***** Recorded data *****

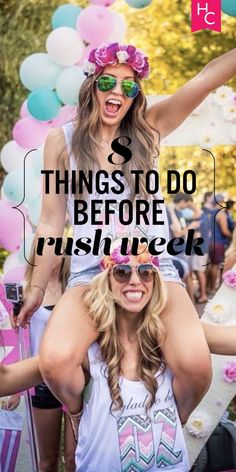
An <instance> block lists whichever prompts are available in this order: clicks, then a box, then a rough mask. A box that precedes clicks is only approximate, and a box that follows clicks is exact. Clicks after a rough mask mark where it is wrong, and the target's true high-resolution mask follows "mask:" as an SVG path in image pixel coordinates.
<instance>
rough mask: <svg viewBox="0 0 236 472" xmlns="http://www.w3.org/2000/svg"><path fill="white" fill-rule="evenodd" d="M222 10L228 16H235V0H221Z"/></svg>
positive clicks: (235, 13) (235, 5) (235, 3)
mask: <svg viewBox="0 0 236 472" xmlns="http://www.w3.org/2000/svg"><path fill="white" fill-rule="evenodd" d="M221 8H222V11H223V12H224V13H226V15H229V16H236V3H235V0H222V5H221Z"/></svg>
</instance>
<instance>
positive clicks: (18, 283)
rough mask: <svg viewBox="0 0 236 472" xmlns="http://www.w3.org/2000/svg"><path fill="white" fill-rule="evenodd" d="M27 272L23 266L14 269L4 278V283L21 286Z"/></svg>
mask: <svg viewBox="0 0 236 472" xmlns="http://www.w3.org/2000/svg"><path fill="white" fill-rule="evenodd" d="M25 270H26V267H25V266H23V265H20V266H18V267H15V268H14V269H11V270H9V272H7V274H6V275H4V277H3V282H4V284H14V283H16V284H19V283H21V282H23V280H24V277H25Z"/></svg>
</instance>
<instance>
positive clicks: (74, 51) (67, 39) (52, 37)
mask: <svg viewBox="0 0 236 472" xmlns="http://www.w3.org/2000/svg"><path fill="white" fill-rule="evenodd" d="M79 17H80V15H79ZM46 49H47V52H48V54H50V56H51V57H52V59H53V60H54V61H56V62H58V64H61V65H63V66H71V65H73V64H76V62H78V60H79V59H80V58H81V56H82V54H83V42H82V41H81V39H80V37H79V35H78V32H77V31H75V30H74V29H72V28H69V27H67V26H62V27H61V28H56V29H55V30H53V31H52V32H51V33H50V34H49V36H48V38H47V41H46Z"/></svg>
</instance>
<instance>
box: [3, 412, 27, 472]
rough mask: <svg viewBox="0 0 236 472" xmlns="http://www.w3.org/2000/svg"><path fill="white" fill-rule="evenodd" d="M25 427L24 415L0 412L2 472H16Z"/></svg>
mask: <svg viewBox="0 0 236 472" xmlns="http://www.w3.org/2000/svg"><path fill="white" fill-rule="evenodd" d="M22 426H23V414H22V413H18V412H16V411H7V410H0V472H14V471H15V465H16V458H17V454H18V450H19V445H20V436H21V431H22Z"/></svg>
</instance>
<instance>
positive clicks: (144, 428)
mask: <svg viewBox="0 0 236 472" xmlns="http://www.w3.org/2000/svg"><path fill="white" fill-rule="evenodd" d="M88 357H89V365H90V374H91V379H90V382H89V384H88V385H87V387H86V388H85V391H84V408H83V415H82V417H81V421H80V425H79V439H78V445H77V449H76V454H75V458H76V472H134V471H139V472H146V471H147V472H157V471H163V472H164V471H166V472H167V471H168V472H169V471H179V472H189V470H190V467H189V461H188V455H187V450H186V445H185V441H184V436H183V430H182V426H181V424H180V419H179V416H178V411H177V408H176V404H175V400H174V395H173V390H172V374H171V372H170V370H169V369H165V371H164V373H162V372H159V373H157V381H158V391H157V394H156V399H155V403H154V405H153V406H152V408H151V409H150V411H149V413H148V415H147V413H146V410H145V405H146V404H147V401H148V396H149V392H148V390H147V389H146V387H145V386H144V384H143V383H141V382H139V381H131V380H127V379H125V378H121V379H120V386H121V396H122V399H123V407H122V408H121V409H120V410H115V411H114V410H113V411H112V413H111V412H110V406H111V396H110V391H109V387H108V384H107V379H106V374H105V369H104V364H103V363H102V362H101V359H100V348H99V345H98V344H97V343H94V344H93V345H92V346H91V347H90V348H89V351H88Z"/></svg>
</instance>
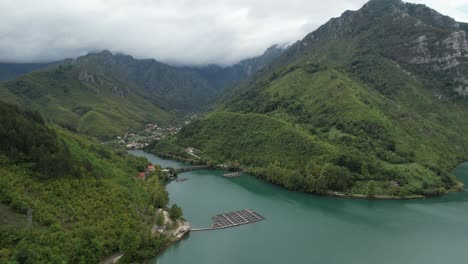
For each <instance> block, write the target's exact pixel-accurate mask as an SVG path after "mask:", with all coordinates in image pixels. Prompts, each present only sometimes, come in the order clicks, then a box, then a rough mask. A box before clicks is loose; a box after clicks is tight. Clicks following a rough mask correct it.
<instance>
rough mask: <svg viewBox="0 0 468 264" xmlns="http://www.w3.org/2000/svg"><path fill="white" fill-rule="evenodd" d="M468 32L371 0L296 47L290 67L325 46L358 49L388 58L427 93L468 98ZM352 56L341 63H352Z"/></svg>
mask: <svg viewBox="0 0 468 264" xmlns="http://www.w3.org/2000/svg"><path fill="white" fill-rule="evenodd" d="M467 30H468V26H467V25H466V24H464V23H459V22H457V21H455V20H454V19H453V18H450V17H448V16H445V15H442V14H440V13H438V12H437V11H435V10H433V9H431V8H429V7H427V6H425V5H419V4H410V3H404V2H402V1H400V0H371V1H369V2H368V3H367V4H365V5H364V6H363V7H362V8H361V9H360V10H358V11H346V12H344V13H343V14H342V15H341V16H340V17H337V18H332V19H331V20H330V21H329V22H327V23H326V24H324V25H323V26H321V27H320V28H318V29H317V30H316V31H314V32H312V33H310V34H309V35H307V36H306V37H305V38H304V39H303V40H302V41H300V42H298V43H296V44H295V45H293V47H291V48H290V49H289V50H288V51H287V52H286V55H285V56H283V58H285V61H288V62H291V59H289V60H286V58H287V57H288V56H289V57H293V58H296V60H299V59H301V58H304V57H306V56H307V55H306V54H308V53H314V52H315V50H316V49H317V48H320V47H321V46H322V45H324V43H328V42H330V41H332V42H343V41H347V42H349V43H358V45H359V48H360V49H361V53H360V54H356V55H355V56H361V55H362V54H373V55H378V56H384V57H386V58H389V59H391V60H393V61H394V62H395V63H396V64H398V67H400V68H401V70H402V71H404V72H406V73H408V74H410V75H412V76H414V77H415V78H418V77H420V79H424V80H430V81H429V82H427V86H428V88H433V89H434V90H435V94H438V95H445V96H446V97H447V96H448V97H453V96H455V97H466V96H468V77H467V76H468V33H467ZM349 56H352V55H350V54H347V55H345V56H341V57H337V58H336V59H337V60H340V59H341V60H350V57H349Z"/></svg>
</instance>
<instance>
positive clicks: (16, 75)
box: [0, 62, 54, 81]
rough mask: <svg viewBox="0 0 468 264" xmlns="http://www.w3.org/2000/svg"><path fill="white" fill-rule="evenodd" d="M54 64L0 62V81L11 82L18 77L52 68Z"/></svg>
mask: <svg viewBox="0 0 468 264" xmlns="http://www.w3.org/2000/svg"><path fill="white" fill-rule="evenodd" d="M53 64H54V63H5V62H0V81H6V80H12V79H14V78H16V77H18V76H19V75H22V74H27V73H30V72H32V71H35V70H39V69H42V68H46V67H49V66H52V65H53Z"/></svg>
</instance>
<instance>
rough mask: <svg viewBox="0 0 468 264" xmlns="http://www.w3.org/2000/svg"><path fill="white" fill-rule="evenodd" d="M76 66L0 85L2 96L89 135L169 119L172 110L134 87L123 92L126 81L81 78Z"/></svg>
mask: <svg viewBox="0 0 468 264" xmlns="http://www.w3.org/2000/svg"><path fill="white" fill-rule="evenodd" d="M79 71H80V69H79V68H77V67H62V68H55V69H51V70H46V71H39V72H34V73H31V74H28V75H25V76H23V77H20V78H19V79H17V80H14V81H10V82H6V83H4V84H3V86H0V91H1V92H0V93H1V94H5V95H7V96H6V97H2V100H5V101H8V102H13V103H19V104H21V105H23V106H25V107H27V108H29V109H32V110H34V111H38V112H40V113H41V114H42V115H43V116H44V118H46V119H47V120H50V121H53V122H55V123H57V124H59V125H61V126H64V127H66V128H69V129H71V130H74V131H77V132H80V133H84V134H87V135H91V136H95V137H99V138H105V137H110V136H113V135H118V134H122V133H124V132H125V131H127V130H128V129H138V128H141V127H142V125H143V124H144V123H145V122H155V123H166V122H168V121H169V120H170V119H171V118H172V114H170V113H168V112H165V111H163V110H161V109H159V108H157V107H156V106H154V105H153V104H151V103H150V102H148V101H147V100H145V99H144V97H143V96H141V95H140V94H139V92H138V89H136V88H132V89H131V90H130V92H129V93H128V94H126V95H124V96H121V93H120V92H121V91H118V92H116V91H113V90H112V89H113V88H114V87H117V88H118V89H127V87H128V86H127V85H126V84H124V83H120V82H118V81H116V80H113V79H110V78H108V77H105V76H100V77H99V78H100V80H102V81H104V85H102V86H101V84H100V83H98V81H96V82H91V81H79V80H78V78H77V76H78V74H79Z"/></svg>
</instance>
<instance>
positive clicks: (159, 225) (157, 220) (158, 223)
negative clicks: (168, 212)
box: [156, 212, 164, 226]
mask: <svg viewBox="0 0 468 264" xmlns="http://www.w3.org/2000/svg"><path fill="white" fill-rule="evenodd" d="M156 224H157V225H158V226H162V225H164V214H163V213H162V212H160V213H158V215H157V216H156Z"/></svg>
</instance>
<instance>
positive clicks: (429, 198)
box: [143, 149, 464, 201]
mask: <svg viewBox="0 0 468 264" xmlns="http://www.w3.org/2000/svg"><path fill="white" fill-rule="evenodd" d="M143 151H146V152H148V153H151V154H153V155H157V156H159V157H162V158H169V159H174V160H177V161H180V162H186V163H190V164H203V165H208V164H206V163H204V162H201V161H196V160H191V159H186V158H182V157H179V156H175V155H167V154H163V153H156V152H151V151H149V150H145V149H143ZM213 169H220V168H217V167H213ZM226 170H228V171H231V170H242V171H245V170H244V169H242V168H229V169H226ZM251 175H252V176H253V177H255V178H257V179H260V180H262V181H264V182H266V183H270V184H273V185H275V186H279V187H281V188H284V189H286V188H285V187H284V186H282V185H279V184H274V183H271V182H269V181H266V180H264V179H263V178H261V177H259V176H257V175H253V174H251ZM463 187H464V184H463V183H462V182H458V184H457V186H455V187H454V188H452V189H448V190H446V192H445V193H443V194H441V195H437V196H424V195H421V194H414V195H409V196H394V195H374V196H373V197H370V196H367V195H365V194H347V193H340V192H335V191H327V192H324V193H310V192H303V193H306V194H310V195H316V196H326V197H335V198H343V199H356V200H382V201H383V200H423V199H430V198H435V197H440V196H442V195H445V194H450V193H457V192H464V189H463ZM457 188H458V189H457Z"/></svg>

*****

Pull out and copy each line of the data that contains the string "only". Case counts.

▸ Task output:
An <instance> block lists whichever prompts are available in this order: clicks, then a box, then a rough mask. A box that precedes clicks is only approximate, and a box that follows clicks is exact. Clicks after a rough mask mark where it is wrong, and the target's true high-resolution mask follows "mask:" as an SVG path in image pixel coordinates.
For each <instance> block, write the target's exact pixel-accurate mask as an SVG path after "mask:", with all coordinates in image pixels. Prompts, each present only sometimes, come in the order clicks, then a box, then a rough mask. A box before clicks is loose; a box after clicks is tight. Clicks following a rough mask correct it.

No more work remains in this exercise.